▶ Requirements:
Will you extract the entries word for word? Images should not appear in the copy.

▶ Material provided:
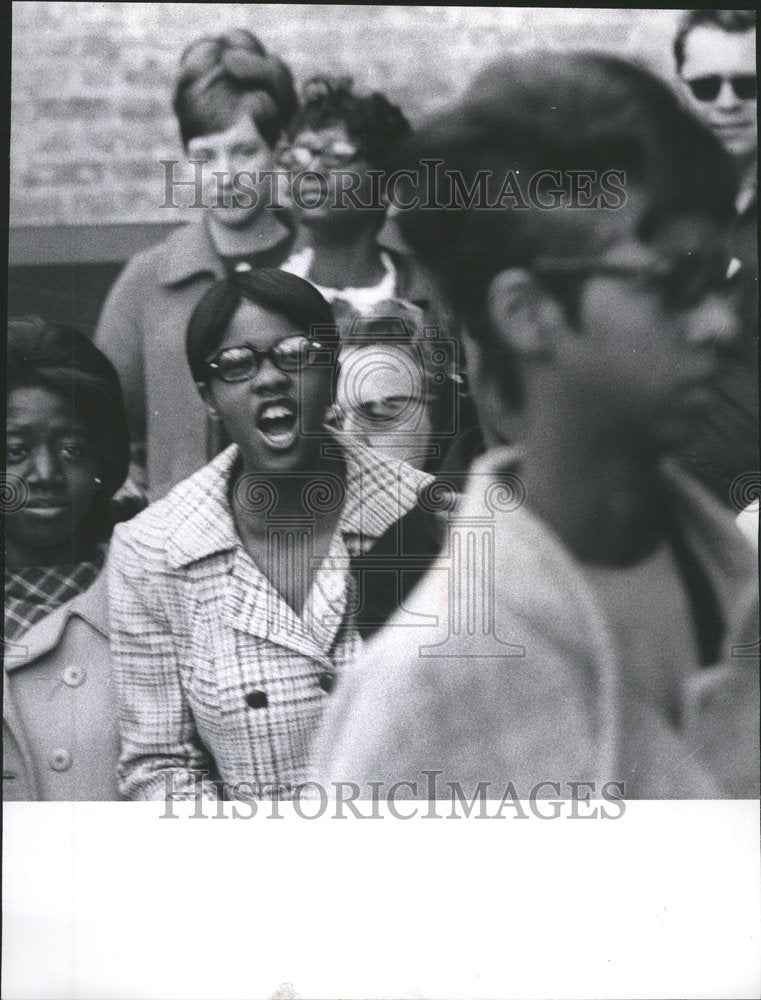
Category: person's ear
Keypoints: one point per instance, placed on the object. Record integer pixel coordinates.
(206, 395)
(524, 314)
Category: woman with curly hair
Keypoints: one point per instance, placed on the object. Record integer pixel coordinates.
(67, 453)
(232, 100)
(341, 148)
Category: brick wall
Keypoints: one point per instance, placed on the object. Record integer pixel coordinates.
(92, 81)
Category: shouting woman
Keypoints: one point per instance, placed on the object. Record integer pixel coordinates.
(232, 599)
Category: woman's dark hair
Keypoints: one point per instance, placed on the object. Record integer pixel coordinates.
(65, 361)
(227, 75)
(276, 291)
(376, 125)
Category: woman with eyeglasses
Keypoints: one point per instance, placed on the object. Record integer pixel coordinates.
(231, 599)
(232, 100)
(397, 390)
(67, 453)
(341, 148)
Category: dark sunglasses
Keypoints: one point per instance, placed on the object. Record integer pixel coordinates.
(239, 364)
(338, 154)
(708, 88)
(681, 280)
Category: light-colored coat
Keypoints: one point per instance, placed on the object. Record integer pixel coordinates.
(549, 708)
(60, 736)
(218, 677)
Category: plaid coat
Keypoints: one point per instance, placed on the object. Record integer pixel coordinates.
(218, 678)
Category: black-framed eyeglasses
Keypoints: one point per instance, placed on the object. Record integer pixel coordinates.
(337, 154)
(682, 280)
(708, 88)
(242, 362)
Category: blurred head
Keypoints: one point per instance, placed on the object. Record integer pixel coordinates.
(233, 101)
(622, 302)
(262, 349)
(395, 388)
(715, 53)
(337, 140)
(67, 442)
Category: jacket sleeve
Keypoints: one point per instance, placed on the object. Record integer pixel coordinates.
(162, 755)
(119, 335)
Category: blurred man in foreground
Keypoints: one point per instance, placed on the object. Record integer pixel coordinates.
(596, 606)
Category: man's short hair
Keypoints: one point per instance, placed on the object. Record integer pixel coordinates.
(527, 113)
(733, 21)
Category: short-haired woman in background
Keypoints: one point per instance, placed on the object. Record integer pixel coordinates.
(232, 101)
(67, 453)
(231, 599)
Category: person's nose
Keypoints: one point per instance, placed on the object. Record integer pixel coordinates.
(714, 322)
(225, 167)
(726, 98)
(45, 468)
(270, 379)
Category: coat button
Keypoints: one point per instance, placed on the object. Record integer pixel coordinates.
(327, 681)
(256, 699)
(74, 676)
(60, 760)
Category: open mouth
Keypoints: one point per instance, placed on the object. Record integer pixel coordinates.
(276, 422)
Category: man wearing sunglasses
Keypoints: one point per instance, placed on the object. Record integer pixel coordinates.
(602, 606)
(715, 57)
(715, 53)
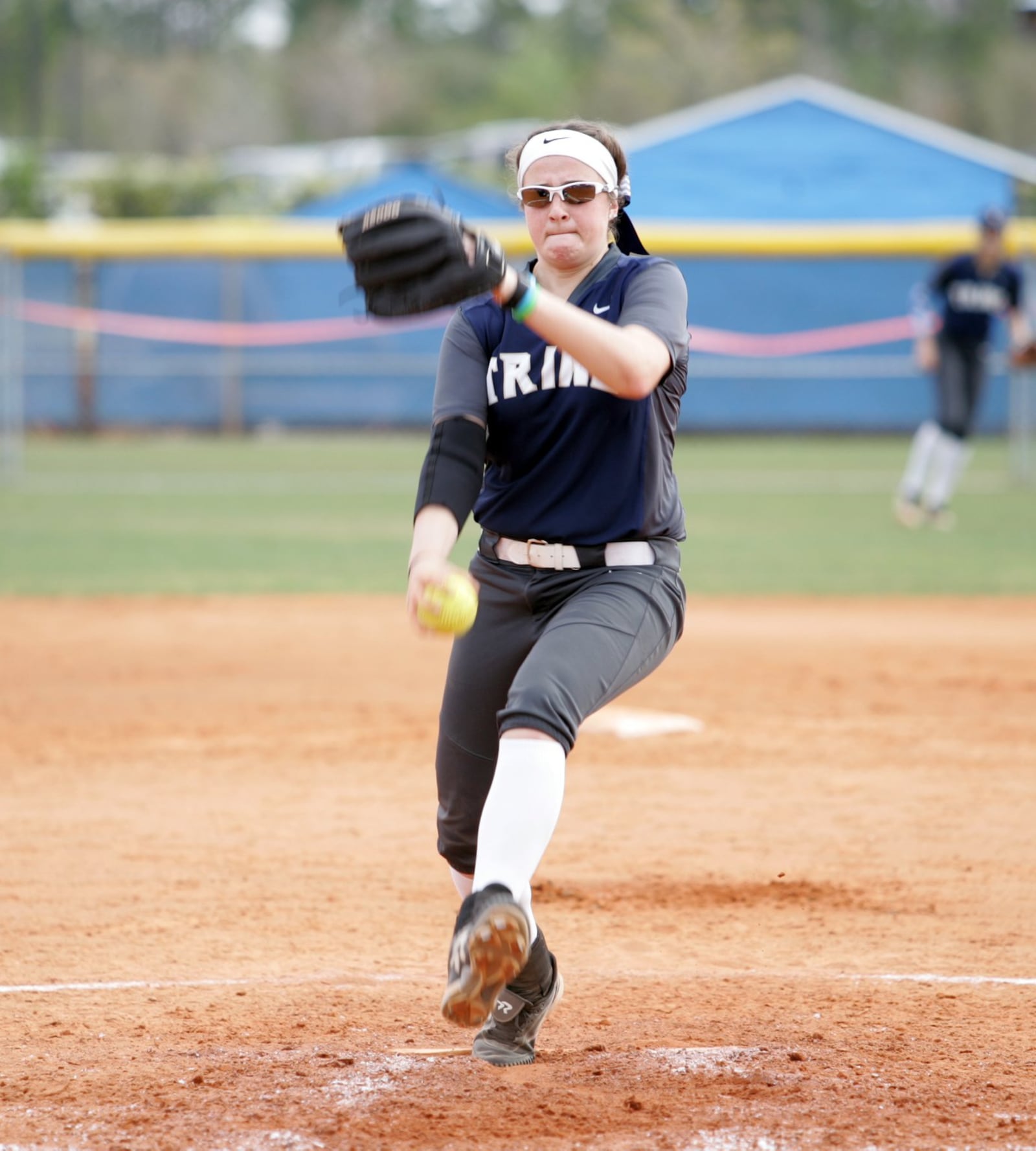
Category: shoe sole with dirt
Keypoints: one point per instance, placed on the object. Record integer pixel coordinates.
(497, 949)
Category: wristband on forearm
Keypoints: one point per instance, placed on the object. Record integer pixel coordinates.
(523, 286)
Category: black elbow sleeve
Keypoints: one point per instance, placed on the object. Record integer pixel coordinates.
(453, 471)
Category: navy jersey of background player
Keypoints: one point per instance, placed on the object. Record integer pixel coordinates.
(971, 297)
(567, 461)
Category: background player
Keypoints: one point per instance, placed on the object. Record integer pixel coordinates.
(971, 288)
(555, 413)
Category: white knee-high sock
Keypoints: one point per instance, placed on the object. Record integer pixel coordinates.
(919, 461)
(949, 461)
(519, 816)
(462, 882)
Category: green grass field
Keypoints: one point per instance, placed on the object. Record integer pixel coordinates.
(171, 515)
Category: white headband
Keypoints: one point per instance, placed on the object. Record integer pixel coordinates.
(572, 144)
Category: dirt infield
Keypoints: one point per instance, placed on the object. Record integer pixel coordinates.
(812, 924)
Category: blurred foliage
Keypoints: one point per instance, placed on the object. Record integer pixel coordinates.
(22, 185)
(136, 191)
(180, 78)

▶ Full solution:
Category: person's ear
Keypoints: one point per instance, placed on the object. Record integer pixel coordinates.
(206, 395)
(524, 314)
Category: woman with curly hair
Keypoints: one point per instance, placed on the object. Record integer pixel coordinates.
(67, 453)
(232, 100)
(341, 148)
Category: brick wall
Keypoints: one point per instance, placed on the object. Record integer pixel coordinates.
(92, 81)
Category: shouting woman
Keypoints: one point per instance, placed on the object. Record integer pixel coordinates.
(232, 599)
Category: woman's dark hair
Keypoints: one point per instance, placed on the object. Record integer pixel coordinates.
(65, 361)
(227, 75)
(276, 291)
(376, 125)
Category: woman with eyeglasses
Keypoints: one point per instance, placed on the object. Record integer pixel coordinates.
(231, 599)
(232, 100)
(397, 390)
(67, 453)
(341, 148)
Category: dark sunglasses
Keypoints: one point per instance, placed on the object. Record integer pixel coordinates.
(239, 364)
(338, 154)
(708, 88)
(681, 280)
Category: light-colored coat
Keypoints: one point per instance, placed on the object. Record integer pixel coordinates.
(549, 708)
(60, 736)
(218, 677)
Category: plaid coat
Keypoints: one point per instance, placed on the object. Record integer pixel coordinates.
(218, 678)
Category: black-framed eyeglasses
Keypoints: one point per instance, placed on the object. Record integer pixel coordinates.
(337, 154)
(682, 280)
(708, 88)
(242, 362)
Category: blurred head
Keypoints: one point per instance, placed on the object. Record integer pixel coordinates.
(233, 101)
(622, 302)
(262, 349)
(395, 388)
(715, 53)
(337, 140)
(67, 442)
Category: jacket sleeve
Keypoints: one point per instance, placed on the object. Record integer pixel coordinates.
(162, 755)
(119, 335)
Category: blurred man in foreground
Keypoints: one point per instance, placed on the object. Record integer pixel coordinates.
(596, 606)
Category: man's short hair
Keypoints: one point per instance, placed on the object. Record integer pixel coordinates.
(527, 113)
(733, 21)
Category: short-haired woman in background
Keypoints: one point per instance, placed on the object. Record integer pixel coordinates.
(232, 101)
(67, 453)
(231, 599)
Category: person's nose
Keypoints: one point per instance, placed on the object. Record integer pixel coordinates.
(714, 322)
(225, 167)
(726, 98)
(45, 468)
(270, 379)
Category: coat button
Keypoints: one point per instance, placed on the object. Record integer pixel coordinates.
(327, 681)
(256, 699)
(74, 676)
(60, 760)
Category: open mouth
Keypoints: one point per instance, placed on the object. Record integer pixel coordinates.
(276, 422)
Category: man wearing sunglasses
Keypoints: one point per instance, placed on the object. Record integer pixel coordinates.
(602, 606)
(715, 57)
(715, 53)
Category: shoe sole with dirt
Keypoints: one point per instance, placed on the object. Record integer pixel coordinates.
(497, 949)
Category: wristband on forearm
Keypoints: one point per instance, placed on the object. Record integer pixel coordinates.
(523, 286)
Category: black elbow sleeve
Keypoints: one point per instance, placed on the object. Record integer pixel coordinates.
(453, 471)
Category: navy jersey of background player
Keypoints: one point per instance, placed on the object. Record integer pixel coordinates.
(971, 297)
(567, 461)
Category: background player
Keypoints: one point per instance, placed on the object. Record integer pixel coordinates.
(971, 288)
(555, 413)
Category: white knee-high sock
Keypoints: one point per instance, placed on the object. Record integer pixel coordinates.
(919, 461)
(949, 461)
(519, 816)
(462, 882)
Category: green grass field
Keypoints: one point per instance, placed on the object. Record integer pixel coordinates.
(171, 515)
Category: white headband
Keypoints: one point per instance, placed on the object. Record integer pixel coordinates.
(572, 144)
Category: dirt infield
Keypoints: one point per instance, placed on the object. Record integer pixel coordinates.
(812, 924)
Category: blurred foliage
Keypoints: one point per instance, placed on the object. Record integer pixel coordinates.
(22, 185)
(136, 191)
(180, 78)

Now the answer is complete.